Exercise brief:
Carry on the article about US third-quarter economic growth below, picking up right after its final sentence.

··· Excerpt

The US economy grew faster than expected in the third quarter of the year, helped by a tight jobs market and consumer spending.
The economy expanded at an annual rate of 4.9% in the July to September period, according to the government’s first estimate.
It marked the biggest rise seen since the last three months of 2021.
Consumers spent a lot despite the Federal Reserve trying to clamp down on spending with higher interest rates.
Analysts expected that the economy would grow by 4.5% in the third quarter of this year.
But a strong jobs market meant that consumers were able to ask for bigger pay packets and keep spending on concerts, movies or holidays over the summer.
Consumer spending, which accounts for more than two-thirds of economic activity in the US, was the main driver behind the rise.
The latest figure is a big spike from the 2.1% growth seen in the three months to July.
In a statement, the US Bureau of Economic Analysis said the increase reflects “accelerations in consumer spending, private inventory investment, and federal government spending” among other factors.
It raises a question over previous predictions that the world’s biggest economy could possibly enter a recession.
The latest data comes ahead of a key meeting for the US Federal Reserve, where it will decide whether or not to raise interest rates again next week.
Some economists had raised concerns of an economic downturn being sparked by the central bank increasing rates to a 22-year-high in a bid to bring the rate at which prices are rising back down closer to 2%.
Raising interest rates is one of the key tools central banks use to try to tackle inflation. By making borrowing more expensive, the theory is consumers will spend less and lead to slower price rises.
So far, the world’s biggest economy has managed to defy the worst predictions.
But Nationwide chief economist Kathy Bostjancic said she expects that consumers are spending the “last portion of pandemic-related savings,” and that she expects growth will slow in the last three months of 2023.
Ms Bostjancic told the Agence France Presse news agency that the Federal Reserve may see the need for a further rate rise as it battles “sticky” inflation.

······
··· Information

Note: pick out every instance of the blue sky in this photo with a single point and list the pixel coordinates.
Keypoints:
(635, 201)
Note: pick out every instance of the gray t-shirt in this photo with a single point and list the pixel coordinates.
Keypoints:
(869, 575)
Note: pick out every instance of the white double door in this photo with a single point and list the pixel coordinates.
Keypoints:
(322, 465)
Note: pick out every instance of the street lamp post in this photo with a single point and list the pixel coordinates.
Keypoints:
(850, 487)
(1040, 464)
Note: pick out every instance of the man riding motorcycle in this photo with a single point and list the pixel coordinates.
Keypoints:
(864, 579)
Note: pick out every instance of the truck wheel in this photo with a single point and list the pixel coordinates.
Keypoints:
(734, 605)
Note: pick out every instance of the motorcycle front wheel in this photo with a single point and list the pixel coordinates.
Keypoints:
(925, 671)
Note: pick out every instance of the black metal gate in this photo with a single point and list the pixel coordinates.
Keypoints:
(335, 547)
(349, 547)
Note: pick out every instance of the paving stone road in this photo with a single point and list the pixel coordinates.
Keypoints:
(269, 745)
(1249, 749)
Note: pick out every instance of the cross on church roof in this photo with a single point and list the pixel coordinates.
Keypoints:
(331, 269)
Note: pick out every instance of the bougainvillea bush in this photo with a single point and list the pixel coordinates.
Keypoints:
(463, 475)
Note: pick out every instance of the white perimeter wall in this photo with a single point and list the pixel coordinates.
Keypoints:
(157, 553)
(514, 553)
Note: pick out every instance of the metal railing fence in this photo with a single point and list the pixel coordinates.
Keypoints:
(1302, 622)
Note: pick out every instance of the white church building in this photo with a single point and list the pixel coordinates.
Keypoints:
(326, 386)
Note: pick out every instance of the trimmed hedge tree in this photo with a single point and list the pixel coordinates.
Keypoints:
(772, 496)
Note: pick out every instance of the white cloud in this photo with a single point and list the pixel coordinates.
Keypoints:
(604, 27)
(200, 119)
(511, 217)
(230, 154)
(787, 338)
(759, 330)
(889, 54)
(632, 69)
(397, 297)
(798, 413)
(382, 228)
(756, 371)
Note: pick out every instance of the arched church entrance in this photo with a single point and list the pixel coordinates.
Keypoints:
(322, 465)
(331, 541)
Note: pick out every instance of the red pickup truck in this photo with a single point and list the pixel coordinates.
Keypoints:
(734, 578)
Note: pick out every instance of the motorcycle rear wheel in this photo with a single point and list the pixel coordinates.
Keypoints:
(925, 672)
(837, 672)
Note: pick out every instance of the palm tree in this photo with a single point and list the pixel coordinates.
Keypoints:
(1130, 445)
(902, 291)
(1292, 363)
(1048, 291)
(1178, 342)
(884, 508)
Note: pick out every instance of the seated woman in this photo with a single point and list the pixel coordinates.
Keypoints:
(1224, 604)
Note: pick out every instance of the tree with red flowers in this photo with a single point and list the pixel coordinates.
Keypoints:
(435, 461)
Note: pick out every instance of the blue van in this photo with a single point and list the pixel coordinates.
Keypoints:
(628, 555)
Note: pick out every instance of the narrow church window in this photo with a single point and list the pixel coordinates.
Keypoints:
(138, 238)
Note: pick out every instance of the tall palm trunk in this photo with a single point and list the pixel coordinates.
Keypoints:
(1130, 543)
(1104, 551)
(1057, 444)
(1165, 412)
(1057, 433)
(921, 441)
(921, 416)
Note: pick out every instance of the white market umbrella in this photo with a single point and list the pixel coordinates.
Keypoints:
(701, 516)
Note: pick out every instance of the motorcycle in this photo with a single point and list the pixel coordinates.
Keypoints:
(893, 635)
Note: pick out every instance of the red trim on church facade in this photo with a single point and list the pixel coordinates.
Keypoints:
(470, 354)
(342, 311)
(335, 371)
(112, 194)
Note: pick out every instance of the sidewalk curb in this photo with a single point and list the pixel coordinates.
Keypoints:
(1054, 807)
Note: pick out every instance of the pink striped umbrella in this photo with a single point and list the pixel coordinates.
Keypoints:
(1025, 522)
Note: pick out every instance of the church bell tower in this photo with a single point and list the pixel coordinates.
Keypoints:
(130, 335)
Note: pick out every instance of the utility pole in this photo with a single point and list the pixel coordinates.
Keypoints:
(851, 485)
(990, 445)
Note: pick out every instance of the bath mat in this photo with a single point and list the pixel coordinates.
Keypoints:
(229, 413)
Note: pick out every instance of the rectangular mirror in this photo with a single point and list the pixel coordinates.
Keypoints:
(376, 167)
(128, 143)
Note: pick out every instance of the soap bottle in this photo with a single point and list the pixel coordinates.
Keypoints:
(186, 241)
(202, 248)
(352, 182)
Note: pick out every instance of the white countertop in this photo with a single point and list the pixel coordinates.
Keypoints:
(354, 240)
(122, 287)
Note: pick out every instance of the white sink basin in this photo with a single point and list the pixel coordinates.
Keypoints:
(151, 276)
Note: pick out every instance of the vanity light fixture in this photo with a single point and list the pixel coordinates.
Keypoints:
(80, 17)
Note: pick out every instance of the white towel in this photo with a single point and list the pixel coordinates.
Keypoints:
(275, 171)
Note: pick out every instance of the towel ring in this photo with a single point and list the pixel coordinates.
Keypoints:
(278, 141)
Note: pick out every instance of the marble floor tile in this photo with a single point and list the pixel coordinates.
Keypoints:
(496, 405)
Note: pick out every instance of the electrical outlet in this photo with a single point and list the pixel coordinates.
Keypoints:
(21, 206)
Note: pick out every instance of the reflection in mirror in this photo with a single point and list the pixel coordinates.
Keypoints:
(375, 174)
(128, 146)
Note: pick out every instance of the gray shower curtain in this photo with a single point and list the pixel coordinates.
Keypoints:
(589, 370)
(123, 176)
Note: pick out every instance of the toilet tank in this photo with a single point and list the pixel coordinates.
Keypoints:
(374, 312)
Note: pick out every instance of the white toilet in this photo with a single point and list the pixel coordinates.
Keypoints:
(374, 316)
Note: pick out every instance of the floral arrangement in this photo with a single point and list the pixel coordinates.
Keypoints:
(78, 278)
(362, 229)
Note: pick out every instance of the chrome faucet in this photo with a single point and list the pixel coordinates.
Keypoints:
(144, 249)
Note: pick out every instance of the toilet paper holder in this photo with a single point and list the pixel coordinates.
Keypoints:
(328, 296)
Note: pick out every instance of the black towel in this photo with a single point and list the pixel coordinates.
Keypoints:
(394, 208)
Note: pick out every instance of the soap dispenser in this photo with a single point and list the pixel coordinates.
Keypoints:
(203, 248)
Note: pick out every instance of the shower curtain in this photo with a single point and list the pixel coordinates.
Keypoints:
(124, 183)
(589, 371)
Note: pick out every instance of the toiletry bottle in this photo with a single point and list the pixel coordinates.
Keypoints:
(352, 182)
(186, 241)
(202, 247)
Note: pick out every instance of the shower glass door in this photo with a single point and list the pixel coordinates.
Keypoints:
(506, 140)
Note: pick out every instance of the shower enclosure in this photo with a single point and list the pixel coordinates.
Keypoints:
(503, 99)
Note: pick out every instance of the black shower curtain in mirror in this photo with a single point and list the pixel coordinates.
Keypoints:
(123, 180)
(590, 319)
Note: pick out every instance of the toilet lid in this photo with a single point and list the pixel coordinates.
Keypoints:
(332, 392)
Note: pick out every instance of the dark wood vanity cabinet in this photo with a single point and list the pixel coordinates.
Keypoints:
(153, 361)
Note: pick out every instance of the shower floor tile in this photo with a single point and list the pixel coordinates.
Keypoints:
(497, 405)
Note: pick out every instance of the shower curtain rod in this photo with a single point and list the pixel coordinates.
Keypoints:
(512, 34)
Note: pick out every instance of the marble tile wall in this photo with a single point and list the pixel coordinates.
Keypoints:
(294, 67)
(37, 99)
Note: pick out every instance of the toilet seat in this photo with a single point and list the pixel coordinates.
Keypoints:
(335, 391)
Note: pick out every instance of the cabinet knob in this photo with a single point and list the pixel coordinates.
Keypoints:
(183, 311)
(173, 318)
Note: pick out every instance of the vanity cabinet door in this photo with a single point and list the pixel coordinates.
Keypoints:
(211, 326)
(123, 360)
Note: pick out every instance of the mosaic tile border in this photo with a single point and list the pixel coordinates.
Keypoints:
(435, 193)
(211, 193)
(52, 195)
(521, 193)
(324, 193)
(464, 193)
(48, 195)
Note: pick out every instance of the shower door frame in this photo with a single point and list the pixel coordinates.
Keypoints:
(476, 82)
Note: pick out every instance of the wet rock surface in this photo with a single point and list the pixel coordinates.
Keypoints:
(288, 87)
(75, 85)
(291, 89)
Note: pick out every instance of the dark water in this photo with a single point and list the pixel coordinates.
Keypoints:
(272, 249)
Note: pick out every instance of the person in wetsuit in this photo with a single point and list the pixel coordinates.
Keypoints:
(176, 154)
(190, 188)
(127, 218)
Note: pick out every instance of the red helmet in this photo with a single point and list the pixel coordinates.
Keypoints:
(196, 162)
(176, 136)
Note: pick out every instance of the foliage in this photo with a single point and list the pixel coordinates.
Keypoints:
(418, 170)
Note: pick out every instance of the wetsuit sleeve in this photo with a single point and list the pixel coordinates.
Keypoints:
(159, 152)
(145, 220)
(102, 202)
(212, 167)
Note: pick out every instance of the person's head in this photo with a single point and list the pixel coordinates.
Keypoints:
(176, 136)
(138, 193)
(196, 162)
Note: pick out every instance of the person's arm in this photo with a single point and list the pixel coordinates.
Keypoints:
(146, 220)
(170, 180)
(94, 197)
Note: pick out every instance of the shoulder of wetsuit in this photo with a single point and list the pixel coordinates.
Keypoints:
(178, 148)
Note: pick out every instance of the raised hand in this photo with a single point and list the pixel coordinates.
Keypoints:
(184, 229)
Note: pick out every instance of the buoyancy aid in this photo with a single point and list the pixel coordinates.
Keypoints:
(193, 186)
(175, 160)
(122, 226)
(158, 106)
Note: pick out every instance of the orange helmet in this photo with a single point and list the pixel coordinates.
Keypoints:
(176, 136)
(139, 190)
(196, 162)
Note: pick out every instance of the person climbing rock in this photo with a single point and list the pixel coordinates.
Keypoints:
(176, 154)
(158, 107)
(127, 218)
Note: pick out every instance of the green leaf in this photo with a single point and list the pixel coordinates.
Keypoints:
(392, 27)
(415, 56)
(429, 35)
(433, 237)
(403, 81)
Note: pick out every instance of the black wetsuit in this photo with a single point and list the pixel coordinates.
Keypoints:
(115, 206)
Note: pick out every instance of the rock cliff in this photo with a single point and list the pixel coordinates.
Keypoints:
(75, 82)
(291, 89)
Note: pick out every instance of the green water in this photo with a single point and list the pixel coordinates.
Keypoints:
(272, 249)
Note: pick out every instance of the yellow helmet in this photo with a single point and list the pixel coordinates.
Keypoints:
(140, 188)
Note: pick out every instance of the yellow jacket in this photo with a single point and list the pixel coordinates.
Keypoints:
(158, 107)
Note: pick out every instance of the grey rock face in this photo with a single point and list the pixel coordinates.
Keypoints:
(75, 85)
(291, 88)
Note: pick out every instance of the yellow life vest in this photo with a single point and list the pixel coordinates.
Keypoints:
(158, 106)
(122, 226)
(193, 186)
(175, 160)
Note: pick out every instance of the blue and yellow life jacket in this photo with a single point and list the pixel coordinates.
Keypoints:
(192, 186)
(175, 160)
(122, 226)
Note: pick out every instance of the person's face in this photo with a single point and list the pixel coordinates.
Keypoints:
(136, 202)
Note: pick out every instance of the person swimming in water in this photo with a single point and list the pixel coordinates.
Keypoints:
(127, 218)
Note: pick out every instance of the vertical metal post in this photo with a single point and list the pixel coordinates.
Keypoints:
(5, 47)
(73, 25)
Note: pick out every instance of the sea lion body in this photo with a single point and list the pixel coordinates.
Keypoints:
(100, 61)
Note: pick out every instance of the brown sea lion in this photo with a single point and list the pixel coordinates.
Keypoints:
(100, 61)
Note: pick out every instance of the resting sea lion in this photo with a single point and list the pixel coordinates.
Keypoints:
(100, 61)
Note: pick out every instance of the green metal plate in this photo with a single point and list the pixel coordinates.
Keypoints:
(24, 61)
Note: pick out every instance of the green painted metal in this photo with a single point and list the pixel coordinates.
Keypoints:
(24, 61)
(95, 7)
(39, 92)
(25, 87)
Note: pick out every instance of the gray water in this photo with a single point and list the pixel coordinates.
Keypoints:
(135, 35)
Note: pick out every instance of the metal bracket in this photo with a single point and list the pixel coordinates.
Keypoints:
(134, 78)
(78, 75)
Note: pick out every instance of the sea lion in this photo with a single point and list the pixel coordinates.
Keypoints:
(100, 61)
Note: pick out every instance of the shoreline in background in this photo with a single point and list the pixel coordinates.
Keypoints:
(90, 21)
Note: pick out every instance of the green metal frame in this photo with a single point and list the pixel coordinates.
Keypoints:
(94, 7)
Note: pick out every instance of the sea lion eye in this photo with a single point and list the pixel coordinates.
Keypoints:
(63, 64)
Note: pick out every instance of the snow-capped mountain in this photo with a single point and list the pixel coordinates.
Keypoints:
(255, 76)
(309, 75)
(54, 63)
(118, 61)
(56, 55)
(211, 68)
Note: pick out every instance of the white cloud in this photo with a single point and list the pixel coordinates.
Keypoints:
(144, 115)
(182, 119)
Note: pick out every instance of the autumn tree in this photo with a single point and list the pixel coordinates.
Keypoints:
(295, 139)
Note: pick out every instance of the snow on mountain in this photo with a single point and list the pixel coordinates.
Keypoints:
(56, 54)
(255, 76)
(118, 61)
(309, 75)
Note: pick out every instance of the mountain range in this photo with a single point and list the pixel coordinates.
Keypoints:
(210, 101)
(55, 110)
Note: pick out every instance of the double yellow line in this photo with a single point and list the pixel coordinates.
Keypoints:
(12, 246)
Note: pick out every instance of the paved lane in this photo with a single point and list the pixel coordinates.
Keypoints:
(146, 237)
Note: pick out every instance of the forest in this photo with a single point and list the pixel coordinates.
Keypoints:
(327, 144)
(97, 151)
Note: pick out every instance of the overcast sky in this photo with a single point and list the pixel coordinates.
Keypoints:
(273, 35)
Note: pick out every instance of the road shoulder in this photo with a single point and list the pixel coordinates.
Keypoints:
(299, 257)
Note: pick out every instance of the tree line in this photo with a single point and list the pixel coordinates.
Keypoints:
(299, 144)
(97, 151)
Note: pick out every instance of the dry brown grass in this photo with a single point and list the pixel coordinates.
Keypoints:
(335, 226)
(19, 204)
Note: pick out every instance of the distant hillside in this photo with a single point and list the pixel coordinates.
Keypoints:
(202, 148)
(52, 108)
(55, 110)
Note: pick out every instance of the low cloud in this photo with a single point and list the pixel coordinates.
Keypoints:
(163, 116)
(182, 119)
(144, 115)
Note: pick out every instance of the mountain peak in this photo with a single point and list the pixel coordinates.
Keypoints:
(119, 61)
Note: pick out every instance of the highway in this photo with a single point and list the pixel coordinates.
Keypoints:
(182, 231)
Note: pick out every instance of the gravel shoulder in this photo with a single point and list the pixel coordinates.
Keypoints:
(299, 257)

······

Answer to the problem:
In a separate update on Thursday, the US Labor Department said that the number of people applying for unemployment benefits remains low.
However, in the final quarter of the year, growth might be hampered by strikes by the United Auto Workers, as well as the fact that student loan repayments by millions of Americans will have resumed, putting more pressure on their budgets.
The European Central Bank (EBC) alsoleft interest rates unchanged on Thursday as higher borrowing costs work their way through.
The ECB started increasing rates in July 2022, in response to rapidly rising prices.
After 10 successive rate rises, eurozone inflation, which peaked at 10.6 % in October 2022, has been falling steadily. It reached 4.3% in September.Although that means prices are still rising, the ECB has said the cost of borrowing is now high enough, and the effects of previous rises will continue to filter through.In a statement, the ECB’s governing council said inflation was still expected to stay “too high for too long”, but insisted rates were at levels that, if maintained for a sufficiently long duration, would make a “substantial contribution” to meeting its target of 2%.
Analysts said that although there were still some risks around the global economy from uncertainty in the Middle East and Ukraine, the focus was now moving towards the potential for rate cuts – with the Euro area economy currently stagnating.